━━━━━ SOURCE MATERIAL ━━━━━

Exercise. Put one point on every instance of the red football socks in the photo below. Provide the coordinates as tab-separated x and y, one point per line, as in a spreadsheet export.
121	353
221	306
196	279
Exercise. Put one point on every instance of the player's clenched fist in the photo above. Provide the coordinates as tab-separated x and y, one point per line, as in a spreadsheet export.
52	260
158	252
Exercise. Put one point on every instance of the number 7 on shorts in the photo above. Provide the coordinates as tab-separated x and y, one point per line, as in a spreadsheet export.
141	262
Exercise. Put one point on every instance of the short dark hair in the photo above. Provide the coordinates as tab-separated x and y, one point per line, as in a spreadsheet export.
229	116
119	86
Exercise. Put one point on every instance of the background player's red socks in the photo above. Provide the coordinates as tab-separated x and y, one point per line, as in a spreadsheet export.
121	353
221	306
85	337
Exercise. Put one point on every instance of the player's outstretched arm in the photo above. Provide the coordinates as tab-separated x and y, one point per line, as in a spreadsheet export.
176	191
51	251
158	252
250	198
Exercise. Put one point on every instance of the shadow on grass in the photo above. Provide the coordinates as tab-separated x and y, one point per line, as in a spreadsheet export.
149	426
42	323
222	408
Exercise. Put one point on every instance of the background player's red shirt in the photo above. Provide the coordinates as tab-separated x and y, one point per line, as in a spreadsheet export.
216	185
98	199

━━━━━
━━━━━ SOURCE MATERIAL ━━━━━

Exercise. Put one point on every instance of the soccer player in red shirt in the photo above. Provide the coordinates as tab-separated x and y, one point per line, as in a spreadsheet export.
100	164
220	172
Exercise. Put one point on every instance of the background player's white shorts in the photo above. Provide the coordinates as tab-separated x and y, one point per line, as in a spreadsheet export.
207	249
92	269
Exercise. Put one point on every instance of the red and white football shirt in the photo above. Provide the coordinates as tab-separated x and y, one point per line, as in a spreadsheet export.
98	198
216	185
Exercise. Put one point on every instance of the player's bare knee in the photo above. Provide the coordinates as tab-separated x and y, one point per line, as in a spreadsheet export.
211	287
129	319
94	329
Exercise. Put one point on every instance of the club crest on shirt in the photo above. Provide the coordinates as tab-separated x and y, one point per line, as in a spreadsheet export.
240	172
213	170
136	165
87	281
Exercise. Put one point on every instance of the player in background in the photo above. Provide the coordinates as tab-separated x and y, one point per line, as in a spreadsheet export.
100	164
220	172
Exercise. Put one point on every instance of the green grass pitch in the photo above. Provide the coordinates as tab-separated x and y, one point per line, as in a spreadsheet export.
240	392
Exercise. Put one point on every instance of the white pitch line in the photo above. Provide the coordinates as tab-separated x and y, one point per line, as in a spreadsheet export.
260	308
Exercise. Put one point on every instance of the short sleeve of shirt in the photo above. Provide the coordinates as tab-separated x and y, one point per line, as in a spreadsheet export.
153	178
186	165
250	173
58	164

━━━━━
━━━━━ SOURCE MATERIAL ━━━━━

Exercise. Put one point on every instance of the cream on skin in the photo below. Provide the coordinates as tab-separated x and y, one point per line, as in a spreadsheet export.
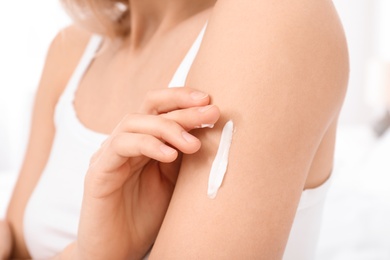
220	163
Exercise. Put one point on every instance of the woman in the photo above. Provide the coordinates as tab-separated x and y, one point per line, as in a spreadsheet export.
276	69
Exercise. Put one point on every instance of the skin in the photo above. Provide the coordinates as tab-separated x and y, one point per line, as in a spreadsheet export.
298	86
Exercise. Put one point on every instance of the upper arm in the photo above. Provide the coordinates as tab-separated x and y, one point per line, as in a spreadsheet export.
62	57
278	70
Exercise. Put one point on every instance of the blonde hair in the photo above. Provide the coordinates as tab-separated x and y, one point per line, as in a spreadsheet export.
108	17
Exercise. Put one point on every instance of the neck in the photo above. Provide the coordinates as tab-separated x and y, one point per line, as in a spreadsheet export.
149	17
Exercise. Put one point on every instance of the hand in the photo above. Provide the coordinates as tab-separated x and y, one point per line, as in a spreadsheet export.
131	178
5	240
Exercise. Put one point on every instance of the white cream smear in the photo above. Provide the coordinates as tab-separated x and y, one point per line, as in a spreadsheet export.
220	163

━━━━━

■ DESCRIPTION OF THE TASK ■
List every line above that contains the string "skin", matching case exactly.

■ ANSWER TO THE EXERCISE ■
Exercise. Put one point on every instance of the cream on skin in the photo below. Provide the coordinates as tab-separated x and y, one point per line, as in a spreadsheet export.
Exercise. Put one point on every instance of the skin in the photo above. Provide the coordinates as tab-separated x and y, one point per line, as in a spreadsheet export.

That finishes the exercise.